**Testo scelto:**
____

La nostra insegnante è una macchina da guerra, al solo sentire il suo nome (la conosce tutto lo Julland, pare) tutti ci guardano un po' ammirati e un po' preoccupati: "aahhh, è M. che vi insegna!! allora ci credo che state faticando!". Il corso proposto dal Kommune (250 ore gratuite sono previste per tutti i Newcomers) a confronto del suo è un brodino leggero. La Regione ha fatto un grande investimento nel pagarmi questo corso (anzi... mi pagano per partecipare al corso), e la possibilità che anche GF partecipi (in quanto facente parte dello Spouse Program come coniuge di un medico) è un grande privilegio.
Ce ne siamo resi conti una settimana fa. GF è stato invitato ad un ciclo di incontri orientati alla ricerca del lavoro rivolti ai Newcomers del Kommune di Esbjerg. Per partecipare ha chiesto di poter essere assente un giorno al corso di danese: M. è stata scontenta, ma quella che ha l'obbligo di frequenza sono io, lui ha facoltà di scelta. Beh, per GF l'incontro con gli altri expat è stato interessante per l'argomento in sè, ma ancora di più per il confronto con altri immigrati, i quali pur stando qua da anni non parlano ancora danese. Molti di loro (ingegneri, informatici, ecc...) se la sono sempre cavata con l'inglese e l'hanno ritenuto sufficiente. La loro sensazione è che imparare una lingua difficile come il danese non sia indispensabile, visto che qua tutti parlano anche inglese. E forse non lo è, in effetti, in alcuni lavori. Ma a nostro avviso (e anche secondo tutti i job-adviser di qua) se non sai parlare non puoi nemmeno sperare un minimo di integrazione, di conoscere la cultura del Paese in cui vivi. Di capire -che so- cosa dicono durante la riunione scolastica dei genitori o ad uno spettacolo teatrale. O i tuoi figli quando cominceranno a parlare in danese tra loro. E se neanche ci provi forse agli occhi dei locali sei solo uno con la puzzetta sotto il naso che viene qua solo per soldi, senza alcun reale interesse a viverci per davvero. In fondo, non è lo stessa cosa che diciamo noi italiani degli immigrati di lungo corso in Italia? GF si è ritrovato a sapere, dopo solo due settimane di corso, più danese di persone che stanno qua da due anni. Insomma, siamo stanchini, facciamo i compiti dopo cena, non abbiamo tempo a volte manco di fare la spesa, ma già cominciamo a vedere i primi frutti: capiamo qualche frase alla radio, esprimiamo qualche concetto elementare. Certo, tornare a parlare come dei bambini di 2 anni non è piacevole, ma ci vuole un po' di autoironia.

____

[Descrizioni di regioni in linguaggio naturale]
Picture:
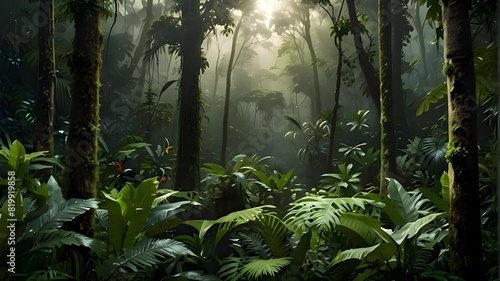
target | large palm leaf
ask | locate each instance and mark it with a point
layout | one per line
(145, 254)
(321, 213)
(53, 217)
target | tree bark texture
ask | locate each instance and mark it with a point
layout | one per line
(316, 99)
(400, 29)
(84, 119)
(364, 62)
(333, 121)
(462, 154)
(387, 142)
(44, 123)
(189, 145)
(225, 118)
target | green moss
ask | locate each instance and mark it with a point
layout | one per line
(455, 151)
(447, 69)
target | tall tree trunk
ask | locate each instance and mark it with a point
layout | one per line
(225, 118)
(44, 123)
(387, 142)
(419, 28)
(82, 160)
(400, 28)
(465, 223)
(188, 154)
(364, 62)
(139, 53)
(316, 99)
(333, 121)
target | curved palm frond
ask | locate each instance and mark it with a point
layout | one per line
(258, 268)
(274, 233)
(165, 32)
(56, 216)
(48, 239)
(143, 255)
(321, 213)
(406, 204)
(434, 152)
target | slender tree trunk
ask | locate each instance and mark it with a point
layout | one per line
(82, 160)
(364, 62)
(419, 28)
(188, 154)
(400, 28)
(44, 123)
(139, 53)
(316, 99)
(465, 223)
(216, 76)
(387, 142)
(225, 118)
(333, 121)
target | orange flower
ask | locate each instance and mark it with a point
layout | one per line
(168, 148)
(163, 179)
(119, 168)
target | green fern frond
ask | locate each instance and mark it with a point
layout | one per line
(274, 233)
(231, 269)
(258, 268)
(145, 254)
(56, 216)
(253, 244)
(49, 239)
(383, 251)
(320, 213)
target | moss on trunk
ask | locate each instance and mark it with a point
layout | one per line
(465, 223)
(188, 154)
(44, 124)
(387, 142)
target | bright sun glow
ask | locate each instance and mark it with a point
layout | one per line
(267, 7)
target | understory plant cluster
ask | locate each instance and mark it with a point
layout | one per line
(246, 222)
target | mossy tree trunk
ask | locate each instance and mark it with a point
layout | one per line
(139, 53)
(465, 223)
(387, 142)
(82, 163)
(400, 30)
(44, 124)
(364, 61)
(334, 118)
(230, 67)
(188, 153)
(316, 99)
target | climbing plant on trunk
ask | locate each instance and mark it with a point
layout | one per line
(462, 154)
(364, 61)
(387, 142)
(44, 123)
(81, 159)
(188, 153)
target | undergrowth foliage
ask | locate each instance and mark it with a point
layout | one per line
(279, 233)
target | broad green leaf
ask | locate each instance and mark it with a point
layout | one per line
(50, 238)
(256, 269)
(389, 207)
(136, 213)
(442, 204)
(145, 254)
(381, 252)
(433, 96)
(362, 229)
(445, 187)
(405, 204)
(412, 228)
(17, 158)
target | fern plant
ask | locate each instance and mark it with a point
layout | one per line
(344, 183)
(132, 220)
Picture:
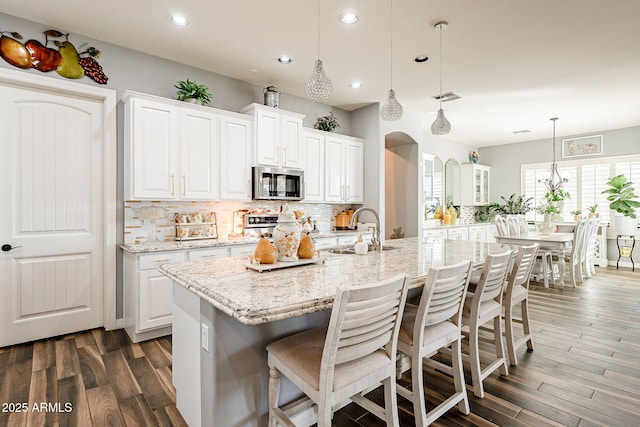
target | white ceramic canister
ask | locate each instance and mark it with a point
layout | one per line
(286, 236)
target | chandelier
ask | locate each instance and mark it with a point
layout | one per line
(391, 110)
(318, 86)
(441, 125)
(554, 181)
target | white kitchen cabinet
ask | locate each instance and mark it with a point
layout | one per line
(475, 180)
(277, 137)
(171, 150)
(478, 233)
(458, 233)
(235, 165)
(148, 299)
(313, 166)
(430, 233)
(343, 169)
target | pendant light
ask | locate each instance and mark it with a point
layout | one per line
(554, 181)
(441, 125)
(391, 110)
(318, 86)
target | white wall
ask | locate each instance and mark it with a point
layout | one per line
(506, 159)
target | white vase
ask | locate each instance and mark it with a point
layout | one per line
(286, 236)
(625, 226)
(547, 227)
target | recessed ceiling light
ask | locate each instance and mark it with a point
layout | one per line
(178, 20)
(349, 18)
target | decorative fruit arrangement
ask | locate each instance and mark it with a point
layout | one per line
(66, 61)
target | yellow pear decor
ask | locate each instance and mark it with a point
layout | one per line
(454, 214)
(306, 250)
(446, 217)
(265, 251)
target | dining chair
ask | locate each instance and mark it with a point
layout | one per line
(502, 228)
(574, 256)
(482, 305)
(588, 269)
(517, 292)
(354, 354)
(434, 324)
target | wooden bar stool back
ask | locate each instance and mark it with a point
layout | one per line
(517, 292)
(431, 326)
(356, 353)
(482, 305)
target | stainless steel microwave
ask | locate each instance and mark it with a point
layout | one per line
(277, 184)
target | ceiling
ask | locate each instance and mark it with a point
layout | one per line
(515, 64)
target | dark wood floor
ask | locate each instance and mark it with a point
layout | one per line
(584, 371)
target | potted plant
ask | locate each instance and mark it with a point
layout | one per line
(577, 215)
(327, 123)
(623, 200)
(188, 90)
(548, 210)
(516, 205)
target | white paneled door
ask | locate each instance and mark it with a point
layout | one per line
(51, 220)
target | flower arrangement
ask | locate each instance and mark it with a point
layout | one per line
(327, 123)
(192, 90)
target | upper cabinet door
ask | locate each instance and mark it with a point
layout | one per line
(152, 150)
(313, 167)
(200, 177)
(292, 142)
(235, 166)
(277, 137)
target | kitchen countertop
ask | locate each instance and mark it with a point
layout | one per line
(178, 245)
(254, 298)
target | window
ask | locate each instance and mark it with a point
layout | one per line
(587, 180)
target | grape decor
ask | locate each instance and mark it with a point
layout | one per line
(93, 70)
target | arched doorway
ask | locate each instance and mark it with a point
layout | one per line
(401, 160)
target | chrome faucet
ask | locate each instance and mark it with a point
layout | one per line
(375, 240)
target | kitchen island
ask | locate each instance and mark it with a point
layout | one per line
(225, 314)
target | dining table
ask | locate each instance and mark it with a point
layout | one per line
(557, 243)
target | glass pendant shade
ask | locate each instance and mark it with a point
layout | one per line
(391, 110)
(318, 86)
(441, 125)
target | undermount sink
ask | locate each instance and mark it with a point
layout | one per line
(352, 250)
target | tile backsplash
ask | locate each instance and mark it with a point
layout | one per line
(136, 232)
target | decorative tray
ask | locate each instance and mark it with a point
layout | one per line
(285, 264)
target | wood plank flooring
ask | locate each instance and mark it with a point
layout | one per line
(584, 371)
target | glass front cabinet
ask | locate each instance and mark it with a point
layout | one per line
(475, 184)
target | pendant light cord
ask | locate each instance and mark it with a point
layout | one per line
(440, 29)
(391, 41)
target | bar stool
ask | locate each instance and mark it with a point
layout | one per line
(517, 292)
(481, 306)
(427, 328)
(354, 354)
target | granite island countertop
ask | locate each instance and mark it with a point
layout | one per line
(254, 298)
(177, 245)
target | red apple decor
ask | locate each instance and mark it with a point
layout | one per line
(66, 61)
(13, 51)
(43, 58)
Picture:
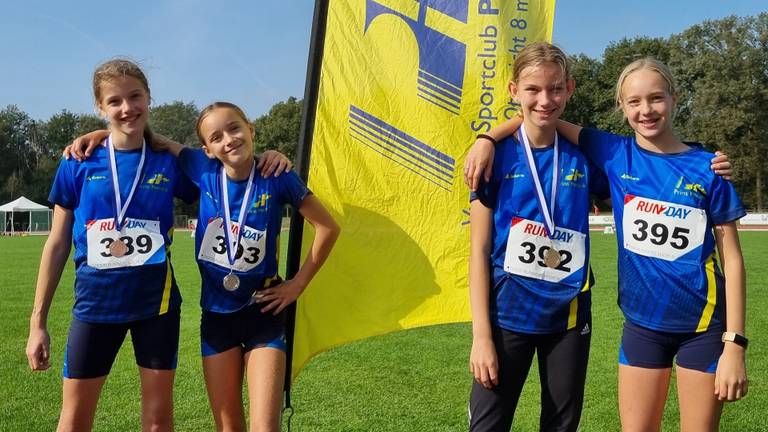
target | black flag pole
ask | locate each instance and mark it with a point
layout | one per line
(311, 89)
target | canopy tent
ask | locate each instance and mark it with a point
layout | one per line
(39, 216)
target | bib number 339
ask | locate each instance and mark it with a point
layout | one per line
(144, 244)
(661, 229)
(528, 244)
(248, 255)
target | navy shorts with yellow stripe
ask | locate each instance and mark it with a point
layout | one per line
(92, 347)
(652, 349)
(247, 328)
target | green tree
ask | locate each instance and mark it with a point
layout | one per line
(19, 155)
(723, 66)
(583, 105)
(176, 120)
(279, 129)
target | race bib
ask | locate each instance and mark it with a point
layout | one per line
(144, 243)
(528, 243)
(661, 229)
(249, 254)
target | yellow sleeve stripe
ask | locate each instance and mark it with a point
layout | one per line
(166, 299)
(709, 308)
(574, 306)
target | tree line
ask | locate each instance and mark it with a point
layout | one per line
(721, 68)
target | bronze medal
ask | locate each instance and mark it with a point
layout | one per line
(231, 282)
(117, 248)
(552, 258)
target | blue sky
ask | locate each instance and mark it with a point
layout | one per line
(251, 52)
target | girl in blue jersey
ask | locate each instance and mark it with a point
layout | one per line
(530, 280)
(671, 212)
(242, 327)
(117, 210)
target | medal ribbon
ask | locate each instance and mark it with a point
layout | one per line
(121, 209)
(549, 218)
(242, 216)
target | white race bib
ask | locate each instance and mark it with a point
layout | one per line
(247, 257)
(143, 240)
(528, 243)
(661, 229)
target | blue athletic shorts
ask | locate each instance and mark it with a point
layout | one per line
(653, 349)
(92, 347)
(246, 328)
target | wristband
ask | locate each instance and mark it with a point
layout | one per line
(488, 137)
(735, 338)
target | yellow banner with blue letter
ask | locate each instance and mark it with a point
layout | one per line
(404, 87)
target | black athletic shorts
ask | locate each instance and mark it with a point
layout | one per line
(562, 360)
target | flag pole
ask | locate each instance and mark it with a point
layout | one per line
(311, 89)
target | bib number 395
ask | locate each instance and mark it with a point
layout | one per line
(661, 229)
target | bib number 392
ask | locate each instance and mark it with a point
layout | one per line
(662, 229)
(528, 244)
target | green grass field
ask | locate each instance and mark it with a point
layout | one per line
(415, 380)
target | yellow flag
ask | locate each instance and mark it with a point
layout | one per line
(404, 87)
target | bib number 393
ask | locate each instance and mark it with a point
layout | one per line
(144, 244)
(528, 244)
(661, 229)
(248, 255)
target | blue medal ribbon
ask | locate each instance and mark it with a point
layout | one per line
(549, 218)
(242, 216)
(120, 208)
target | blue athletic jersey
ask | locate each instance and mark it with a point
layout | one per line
(259, 243)
(531, 304)
(665, 206)
(126, 293)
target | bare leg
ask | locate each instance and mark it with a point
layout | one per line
(156, 399)
(266, 373)
(642, 394)
(224, 382)
(79, 400)
(699, 408)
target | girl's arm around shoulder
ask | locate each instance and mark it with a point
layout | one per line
(326, 233)
(483, 362)
(731, 373)
(479, 160)
(52, 261)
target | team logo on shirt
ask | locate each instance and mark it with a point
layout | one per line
(574, 179)
(513, 175)
(626, 176)
(686, 189)
(156, 181)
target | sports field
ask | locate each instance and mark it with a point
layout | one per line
(414, 380)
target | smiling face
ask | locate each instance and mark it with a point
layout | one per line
(647, 104)
(542, 90)
(125, 103)
(227, 137)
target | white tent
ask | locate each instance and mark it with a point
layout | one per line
(23, 205)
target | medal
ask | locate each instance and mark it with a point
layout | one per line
(117, 248)
(552, 258)
(552, 255)
(231, 282)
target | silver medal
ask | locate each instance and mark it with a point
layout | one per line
(231, 282)
(552, 258)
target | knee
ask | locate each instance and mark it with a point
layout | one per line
(158, 419)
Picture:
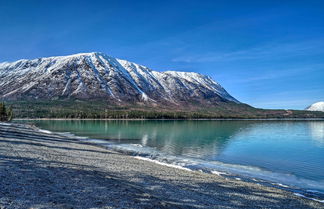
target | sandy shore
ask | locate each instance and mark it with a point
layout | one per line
(45, 170)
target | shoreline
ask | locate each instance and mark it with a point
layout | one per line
(201, 119)
(157, 185)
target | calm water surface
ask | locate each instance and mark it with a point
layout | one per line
(292, 149)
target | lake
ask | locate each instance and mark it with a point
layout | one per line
(286, 152)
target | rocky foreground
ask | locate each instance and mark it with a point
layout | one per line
(45, 170)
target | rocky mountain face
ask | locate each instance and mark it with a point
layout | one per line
(318, 106)
(98, 76)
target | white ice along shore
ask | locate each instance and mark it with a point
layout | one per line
(97, 75)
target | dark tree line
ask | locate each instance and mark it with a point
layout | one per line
(6, 114)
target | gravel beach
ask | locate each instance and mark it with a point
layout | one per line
(48, 170)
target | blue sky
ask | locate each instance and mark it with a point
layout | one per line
(269, 54)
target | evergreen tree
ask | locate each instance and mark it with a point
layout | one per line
(3, 112)
(10, 113)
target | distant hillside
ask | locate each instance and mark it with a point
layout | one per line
(94, 85)
(98, 76)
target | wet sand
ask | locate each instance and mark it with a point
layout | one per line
(47, 170)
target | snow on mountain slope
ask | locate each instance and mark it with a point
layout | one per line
(98, 76)
(318, 106)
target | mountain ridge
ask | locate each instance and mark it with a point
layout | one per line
(97, 75)
(317, 106)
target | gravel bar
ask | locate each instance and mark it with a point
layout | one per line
(48, 170)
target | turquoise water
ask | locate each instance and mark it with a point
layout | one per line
(290, 152)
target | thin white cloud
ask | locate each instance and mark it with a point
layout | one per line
(270, 51)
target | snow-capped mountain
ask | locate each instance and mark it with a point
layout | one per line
(318, 106)
(98, 76)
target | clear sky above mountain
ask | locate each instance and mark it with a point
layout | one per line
(269, 54)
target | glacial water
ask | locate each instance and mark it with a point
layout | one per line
(285, 152)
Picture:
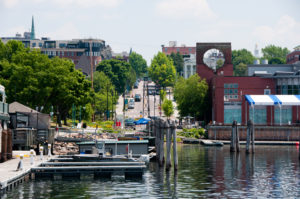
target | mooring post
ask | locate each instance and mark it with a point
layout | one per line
(169, 139)
(233, 138)
(252, 137)
(248, 136)
(161, 146)
(157, 137)
(173, 130)
(237, 138)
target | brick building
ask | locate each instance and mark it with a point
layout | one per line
(227, 92)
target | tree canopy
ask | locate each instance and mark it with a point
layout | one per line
(178, 61)
(271, 51)
(241, 56)
(33, 79)
(120, 73)
(191, 96)
(138, 63)
(162, 70)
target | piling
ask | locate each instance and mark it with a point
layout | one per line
(169, 140)
(161, 144)
(175, 158)
(233, 137)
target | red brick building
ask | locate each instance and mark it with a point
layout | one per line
(227, 92)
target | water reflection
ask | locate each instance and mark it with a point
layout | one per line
(202, 172)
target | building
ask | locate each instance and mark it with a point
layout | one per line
(84, 53)
(227, 92)
(173, 48)
(189, 65)
(294, 56)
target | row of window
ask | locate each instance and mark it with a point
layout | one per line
(257, 115)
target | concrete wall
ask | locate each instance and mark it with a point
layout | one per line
(276, 133)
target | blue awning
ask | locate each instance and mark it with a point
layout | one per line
(271, 100)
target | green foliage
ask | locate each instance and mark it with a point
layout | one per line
(193, 133)
(241, 56)
(178, 61)
(168, 108)
(241, 69)
(191, 96)
(272, 51)
(138, 63)
(162, 70)
(33, 79)
(119, 73)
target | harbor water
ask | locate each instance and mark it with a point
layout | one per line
(203, 172)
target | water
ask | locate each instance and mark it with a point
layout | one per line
(203, 172)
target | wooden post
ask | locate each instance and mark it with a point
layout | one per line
(169, 139)
(248, 135)
(157, 138)
(175, 158)
(233, 138)
(252, 137)
(237, 138)
(161, 144)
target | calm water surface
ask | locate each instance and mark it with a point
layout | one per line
(203, 172)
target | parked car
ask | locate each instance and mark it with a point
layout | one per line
(137, 97)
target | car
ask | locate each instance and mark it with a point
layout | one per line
(137, 97)
(129, 122)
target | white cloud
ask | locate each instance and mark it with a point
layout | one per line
(181, 9)
(285, 31)
(66, 31)
(10, 3)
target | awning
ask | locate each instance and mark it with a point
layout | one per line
(271, 100)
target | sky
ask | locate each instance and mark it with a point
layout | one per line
(145, 25)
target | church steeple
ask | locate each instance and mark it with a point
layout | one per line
(32, 34)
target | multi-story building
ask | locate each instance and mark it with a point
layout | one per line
(84, 53)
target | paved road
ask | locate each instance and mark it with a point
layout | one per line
(138, 108)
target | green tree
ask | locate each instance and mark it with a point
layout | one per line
(119, 73)
(271, 51)
(241, 56)
(168, 108)
(241, 70)
(178, 61)
(191, 96)
(162, 70)
(138, 63)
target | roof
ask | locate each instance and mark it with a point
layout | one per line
(17, 107)
(271, 100)
(116, 141)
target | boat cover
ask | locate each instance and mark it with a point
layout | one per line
(271, 100)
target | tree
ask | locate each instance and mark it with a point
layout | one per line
(241, 56)
(272, 51)
(162, 70)
(191, 96)
(138, 63)
(241, 70)
(178, 61)
(168, 108)
(119, 73)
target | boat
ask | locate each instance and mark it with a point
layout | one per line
(211, 143)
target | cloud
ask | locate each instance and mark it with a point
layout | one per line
(66, 3)
(10, 3)
(183, 9)
(66, 31)
(285, 31)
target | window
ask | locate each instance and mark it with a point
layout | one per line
(259, 113)
(267, 92)
(286, 115)
(231, 113)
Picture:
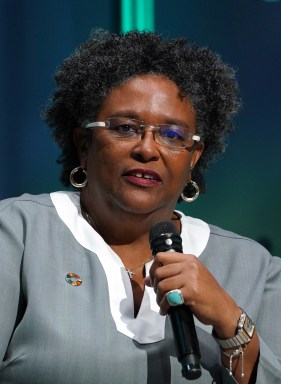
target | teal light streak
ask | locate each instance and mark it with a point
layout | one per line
(137, 15)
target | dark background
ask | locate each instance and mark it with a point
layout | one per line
(243, 187)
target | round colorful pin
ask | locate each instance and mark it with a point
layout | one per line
(73, 279)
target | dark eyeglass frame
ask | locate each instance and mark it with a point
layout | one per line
(139, 129)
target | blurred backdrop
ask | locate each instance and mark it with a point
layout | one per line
(244, 187)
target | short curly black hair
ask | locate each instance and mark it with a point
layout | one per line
(107, 60)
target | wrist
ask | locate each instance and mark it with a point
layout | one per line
(227, 326)
(243, 334)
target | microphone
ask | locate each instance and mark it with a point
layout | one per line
(164, 237)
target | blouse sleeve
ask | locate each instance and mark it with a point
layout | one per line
(11, 250)
(268, 324)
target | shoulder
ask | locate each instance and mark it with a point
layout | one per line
(24, 208)
(25, 199)
(224, 243)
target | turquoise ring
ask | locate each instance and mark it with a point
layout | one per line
(175, 298)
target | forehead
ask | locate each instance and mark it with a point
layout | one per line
(148, 96)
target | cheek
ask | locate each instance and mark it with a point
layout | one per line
(103, 154)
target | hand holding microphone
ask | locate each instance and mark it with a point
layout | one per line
(164, 237)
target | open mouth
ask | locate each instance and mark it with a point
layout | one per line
(141, 174)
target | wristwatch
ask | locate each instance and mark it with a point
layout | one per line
(244, 334)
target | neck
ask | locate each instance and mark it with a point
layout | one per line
(121, 228)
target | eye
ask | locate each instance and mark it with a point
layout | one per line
(172, 132)
(123, 127)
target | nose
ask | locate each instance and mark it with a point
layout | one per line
(146, 149)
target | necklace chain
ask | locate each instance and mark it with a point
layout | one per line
(92, 223)
(130, 270)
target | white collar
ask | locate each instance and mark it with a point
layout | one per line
(148, 326)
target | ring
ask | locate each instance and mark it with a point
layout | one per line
(174, 297)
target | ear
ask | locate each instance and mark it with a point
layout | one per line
(197, 152)
(81, 140)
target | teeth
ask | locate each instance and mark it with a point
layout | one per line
(145, 176)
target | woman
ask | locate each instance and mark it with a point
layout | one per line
(138, 119)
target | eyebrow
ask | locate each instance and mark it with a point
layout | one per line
(132, 115)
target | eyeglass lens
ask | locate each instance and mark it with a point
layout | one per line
(169, 135)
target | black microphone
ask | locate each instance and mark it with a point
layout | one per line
(164, 237)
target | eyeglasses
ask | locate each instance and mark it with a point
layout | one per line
(175, 137)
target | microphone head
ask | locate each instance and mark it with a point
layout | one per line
(164, 237)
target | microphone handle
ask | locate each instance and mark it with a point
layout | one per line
(186, 341)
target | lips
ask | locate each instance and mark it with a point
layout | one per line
(142, 176)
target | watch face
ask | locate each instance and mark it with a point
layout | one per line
(249, 326)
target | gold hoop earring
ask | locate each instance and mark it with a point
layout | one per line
(188, 199)
(76, 172)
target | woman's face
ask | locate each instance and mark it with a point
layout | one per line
(139, 176)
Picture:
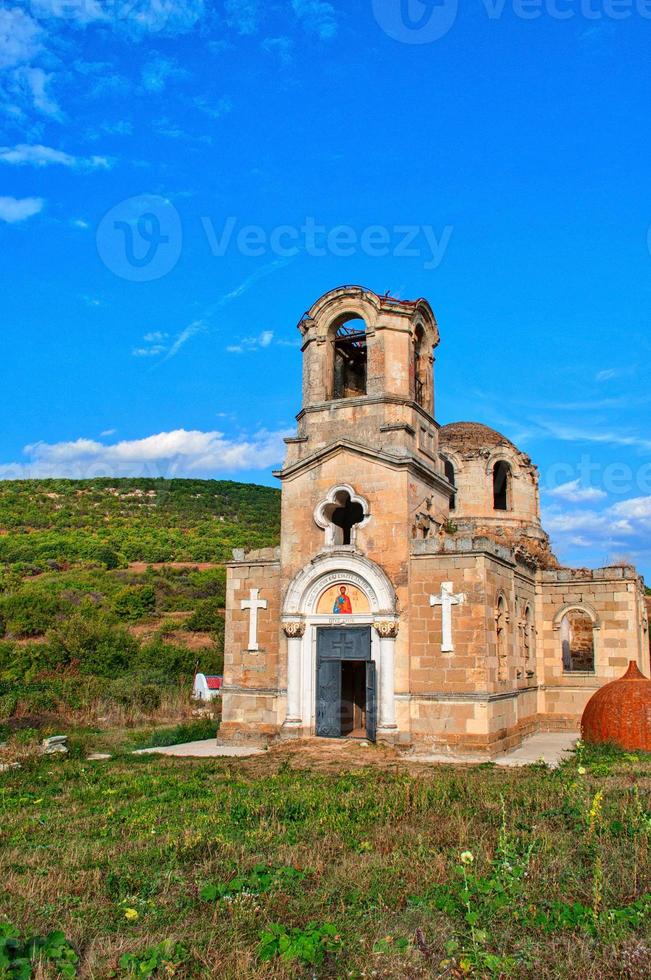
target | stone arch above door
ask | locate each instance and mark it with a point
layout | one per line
(324, 571)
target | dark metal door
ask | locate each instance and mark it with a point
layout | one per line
(371, 701)
(328, 698)
(334, 645)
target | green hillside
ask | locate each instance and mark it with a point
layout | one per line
(83, 634)
(117, 521)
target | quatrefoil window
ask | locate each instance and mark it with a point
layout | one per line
(340, 515)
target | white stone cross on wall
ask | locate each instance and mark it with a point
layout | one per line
(253, 604)
(446, 600)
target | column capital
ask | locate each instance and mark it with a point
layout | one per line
(294, 630)
(387, 629)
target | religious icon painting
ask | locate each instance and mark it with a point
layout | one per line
(342, 600)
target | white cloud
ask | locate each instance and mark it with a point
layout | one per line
(155, 343)
(575, 493)
(243, 15)
(247, 344)
(19, 37)
(35, 83)
(146, 16)
(599, 524)
(154, 351)
(215, 110)
(158, 71)
(636, 507)
(37, 155)
(170, 454)
(317, 16)
(281, 47)
(13, 209)
(198, 326)
(571, 433)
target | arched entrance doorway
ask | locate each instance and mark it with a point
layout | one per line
(339, 618)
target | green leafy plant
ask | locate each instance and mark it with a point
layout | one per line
(164, 958)
(19, 954)
(309, 945)
(260, 879)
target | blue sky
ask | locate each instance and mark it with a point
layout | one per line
(180, 180)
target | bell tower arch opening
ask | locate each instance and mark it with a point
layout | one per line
(349, 357)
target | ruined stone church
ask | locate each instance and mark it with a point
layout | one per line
(414, 597)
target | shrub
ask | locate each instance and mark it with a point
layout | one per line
(135, 602)
(170, 658)
(207, 617)
(131, 693)
(98, 645)
(28, 613)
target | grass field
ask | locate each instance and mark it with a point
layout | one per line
(324, 864)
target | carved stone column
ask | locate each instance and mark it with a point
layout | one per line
(294, 632)
(387, 631)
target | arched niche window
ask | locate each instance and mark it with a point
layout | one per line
(349, 358)
(451, 477)
(420, 368)
(577, 641)
(501, 486)
(340, 514)
(528, 634)
(502, 627)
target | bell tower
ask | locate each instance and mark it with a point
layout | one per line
(365, 460)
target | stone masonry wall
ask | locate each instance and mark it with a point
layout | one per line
(613, 595)
(253, 700)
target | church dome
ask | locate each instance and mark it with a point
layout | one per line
(620, 712)
(465, 437)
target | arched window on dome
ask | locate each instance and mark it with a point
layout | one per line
(501, 486)
(577, 641)
(451, 477)
(349, 358)
(421, 366)
(528, 638)
(502, 629)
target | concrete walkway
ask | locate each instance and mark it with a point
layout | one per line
(206, 749)
(548, 747)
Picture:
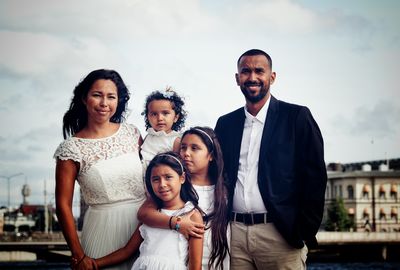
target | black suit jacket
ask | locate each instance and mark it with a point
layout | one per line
(291, 171)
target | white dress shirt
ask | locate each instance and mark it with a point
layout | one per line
(247, 197)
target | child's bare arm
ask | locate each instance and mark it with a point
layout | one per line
(195, 246)
(149, 215)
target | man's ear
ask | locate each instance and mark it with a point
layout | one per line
(273, 77)
(182, 178)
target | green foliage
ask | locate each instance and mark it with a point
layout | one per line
(338, 220)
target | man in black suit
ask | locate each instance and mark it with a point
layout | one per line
(274, 160)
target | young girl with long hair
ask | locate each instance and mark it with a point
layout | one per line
(168, 184)
(202, 154)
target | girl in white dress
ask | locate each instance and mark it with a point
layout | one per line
(164, 117)
(202, 154)
(169, 186)
(102, 154)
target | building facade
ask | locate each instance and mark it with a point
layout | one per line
(370, 197)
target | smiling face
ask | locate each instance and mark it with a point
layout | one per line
(255, 77)
(161, 115)
(167, 184)
(101, 101)
(195, 154)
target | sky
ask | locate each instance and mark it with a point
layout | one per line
(339, 58)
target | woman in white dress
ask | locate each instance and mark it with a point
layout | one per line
(102, 154)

____

**Uso delle informazioni:**
• A. Elenca tutte le situazioni che il testo sul corso di danese porta come esempio di ciò che non si riesce a capire senza parlare la lingua.
• B. Scrivi il seguito del testo sul corso di danese, partendo dopo la sua ultima frase.

**Risposte scritte:**
• A.
- Cosa dicono durante la riunione scolastica dei genitori
- Cosa dicono a uno spettacolo teatrale
- I propri figli quando cominceranno a parlare in danese tra loro

• B.
Fagiolina e Nanetto sono entusiasti della scuola, non si riesce a cavare loro una parola di bocca su cosa effettivamente facciano ("ma leggete? scrivete? avete imparato delle parole nuove??"...niente, omertà assoluta), ma per ora ci accontentiamo di vederli sereni e allegri. Fagiolina, in particolare, continua a ripeterci quanto sia felice della scuola qua, ogni tanto si confonde e le sembra di essere ancora in vacanza! Rivedere la serenità nei suoi occhi è una gioia immensa.
Fagiolino invece queste ultime due settimane ha cominciato ad accusare il colpo. Grandi pianti e addii strazianti quando lo lasciamo alla mattina al kindergarten. C'è da ammettere che anche lo scorso anno ogni tanto piangeva all'asilo, i primi mesi. Ma qua la cosa ci fa sentire molto più in colpa, immaginandolo solo e incompreso in classe. Tuttavia quando lo riprendiamo sembra molto tranquillo, e le maestre e maestri ci confermano che è partecipe, allegro e anche rubacuori: pare che tutte le bimbe se lo contendano. Lo hanno definito "brillante". Lo ritroviamo zozzo lercio come un porcello, segno che si è divertito un bel po' a ruzzolare, arrampicarsi, scavare e pasticciare. Ha cominciato a cantare qualche canzoncina, ma a casa è reticente pure lui nel raccontare.
Ci hanno raccontato che piuttosto che imparare lui il danese, sta insegnando l'italiano a tutta la scuola.